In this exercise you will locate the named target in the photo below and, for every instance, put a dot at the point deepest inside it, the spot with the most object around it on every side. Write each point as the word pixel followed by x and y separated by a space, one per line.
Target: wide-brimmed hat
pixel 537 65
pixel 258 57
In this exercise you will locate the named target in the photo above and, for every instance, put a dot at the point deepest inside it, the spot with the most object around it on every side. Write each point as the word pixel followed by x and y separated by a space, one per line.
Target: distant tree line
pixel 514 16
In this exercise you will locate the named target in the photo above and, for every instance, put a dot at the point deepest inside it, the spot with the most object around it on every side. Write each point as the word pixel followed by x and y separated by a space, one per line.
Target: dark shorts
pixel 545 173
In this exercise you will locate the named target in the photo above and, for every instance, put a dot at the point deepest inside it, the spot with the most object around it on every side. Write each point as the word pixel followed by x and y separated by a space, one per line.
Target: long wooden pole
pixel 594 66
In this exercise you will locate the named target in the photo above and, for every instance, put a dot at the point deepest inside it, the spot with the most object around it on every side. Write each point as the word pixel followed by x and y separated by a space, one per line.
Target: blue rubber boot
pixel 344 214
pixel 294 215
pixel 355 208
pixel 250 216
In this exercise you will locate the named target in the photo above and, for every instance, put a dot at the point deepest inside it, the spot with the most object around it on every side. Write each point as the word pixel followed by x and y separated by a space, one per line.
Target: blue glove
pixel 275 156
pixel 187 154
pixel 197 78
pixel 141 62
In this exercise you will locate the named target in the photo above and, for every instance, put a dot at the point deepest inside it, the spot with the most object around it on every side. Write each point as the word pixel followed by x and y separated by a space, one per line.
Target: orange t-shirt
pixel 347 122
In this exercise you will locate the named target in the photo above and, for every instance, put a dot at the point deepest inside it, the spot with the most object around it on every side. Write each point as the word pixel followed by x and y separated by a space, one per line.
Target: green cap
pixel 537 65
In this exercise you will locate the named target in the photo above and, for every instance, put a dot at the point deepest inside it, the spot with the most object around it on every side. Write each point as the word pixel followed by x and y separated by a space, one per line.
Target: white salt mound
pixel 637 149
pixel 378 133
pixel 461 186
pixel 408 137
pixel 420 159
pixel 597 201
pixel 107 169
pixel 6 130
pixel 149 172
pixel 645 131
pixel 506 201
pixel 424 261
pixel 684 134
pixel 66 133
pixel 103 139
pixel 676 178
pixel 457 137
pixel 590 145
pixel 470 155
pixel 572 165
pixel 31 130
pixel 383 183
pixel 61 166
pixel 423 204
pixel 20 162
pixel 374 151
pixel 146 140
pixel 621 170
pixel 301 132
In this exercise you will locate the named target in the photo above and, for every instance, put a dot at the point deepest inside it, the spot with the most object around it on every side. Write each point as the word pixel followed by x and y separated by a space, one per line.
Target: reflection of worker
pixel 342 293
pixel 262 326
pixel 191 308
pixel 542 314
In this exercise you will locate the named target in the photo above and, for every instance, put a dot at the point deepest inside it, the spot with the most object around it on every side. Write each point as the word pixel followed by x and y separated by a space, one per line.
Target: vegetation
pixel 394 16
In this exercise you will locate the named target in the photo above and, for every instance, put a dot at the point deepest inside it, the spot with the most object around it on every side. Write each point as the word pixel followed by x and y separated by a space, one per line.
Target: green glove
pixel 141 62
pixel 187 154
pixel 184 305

§

Given exercise: Render all of the rows above as a numbered list, one line per item, omitting any blank lines.

Right answer:
1. In this exercise you will locate the named target in the photo below and, for every instance, put a dot at the point deepest inside it, the spot with the most object around it on every side. Write each point as the word pixel followed by x and y separated by a space, one per line.
2. Target: wide-brimmed hat
3. pixel 537 65
4. pixel 258 57
5. In this exercise you will locate the named target in the photo above and, for every instance, put a dot at the point deepest inside it, the spot with the most object around it on every side. Write each point as the word pixel followed by x and y separated by a space, one per line.
6. Target: distant tree line
7. pixel 514 16
8. In this exercise you will locate the named target in the photo above and, for every instance, put a dot at the point deepest inside it, the spot with the most object around it on every side. Write each point as the word pixel followed by x and y separated by a space, one per line.
9. Target: dark shorts
10. pixel 545 173
11. In this exercise you will locate the named target in the photo above and, for every instance, put a dot at the point deepest inside it, the spot with the most object around it on every side. Write each point as the word pixel followed by x and y separated by a space, one per line.
12. Target: long wooden pole
13. pixel 594 66
14. In this exercise you will locate the named target in the photo above and, for every instance, put a dot at the point deepest inside it, the spot with the most object around it on every side. Write each point as the word pixel followed by x and y separated by a space, one per line.
15. Target: blue rubber boot
16. pixel 344 214
17. pixel 294 215
18. pixel 355 208
19. pixel 250 216
20. In this exercise you will locate the named target in the photo above and, for every instance, put a dot at the point deepest inside it, the spot with the most object around it on every side. Write each point as the word pixel followed by x and y separated by a space, one per line.
21. Target: blue glove
22. pixel 275 156
23. pixel 187 154
24. pixel 197 78
25. pixel 141 62
26. In this exercise you will locate the named target in the photo above and, for every instance, put a dot at the point deepest inside it, the spot with the most object around it on every side. Write each point as the word pixel followed by x and y separated by a space, one per line.
27. Target: orange t-shirt
28. pixel 347 122
29. In this exercise you will locate the named target in the photo above and, for every instance, put a dot at the point deepest inside it, the spot with the most object around it on every side. Write each point as the word pixel followed by x and y separated by a space, one per line.
30. Target: green cap
31. pixel 537 65
32. In this exercise you will locate the named target in the photo above and, for every instance, put a dot at the point deepest inside it, the spot with the most object around it on every side. Write each point as the word pixel followed by x and y separated by a space, one per line.
33. Target: white salt mound
34. pixel 637 149
35. pixel 378 133
36. pixel 461 186
37. pixel 408 137
38. pixel 420 159
39. pixel 597 201
40. pixel 107 169
41. pixel 6 130
42. pixel 149 172
43. pixel 645 131
44. pixel 506 201
45. pixel 424 261
46. pixel 684 134
47. pixel 66 133
48. pixel 103 139
49. pixel 676 178
50. pixel 457 137
51. pixel 590 145
52. pixel 470 155
53. pixel 572 165
54. pixel 31 130
55. pixel 383 183
56. pixel 61 166
57. pixel 423 204
58. pixel 20 162
59. pixel 374 151
60. pixel 146 140
61. pixel 621 170
62. pixel 301 132
63. In this exercise you will locate the named target in the photo above and, for every instance, put a dot at the point deepest inside it, the spot with the most object around it on every side. Write each point as the word pixel followed by x and y separated by a space, one per line.
64. Target: reflection of worker
65. pixel 342 293
66. pixel 262 326
67. pixel 191 308
68. pixel 542 314
69. In this exercise you will locate the named target in the photo above and, for every instance, put a dot at the point deepest inside it, the spot with the most object around it on every side. Write each point as the word pixel followed by x and y separated by a space, one per line.
70. Target: vegetation
71. pixel 394 16
72. In this exercise you will locate the named target in the photo above and, for every instance, put a dot at the point deepest inside it, the spot with the most object around it on every side. Write each point as the word pixel followed by x and y separated by a space, one per line.
73. Target: green glove
74. pixel 141 62
75. pixel 187 154
76. pixel 184 305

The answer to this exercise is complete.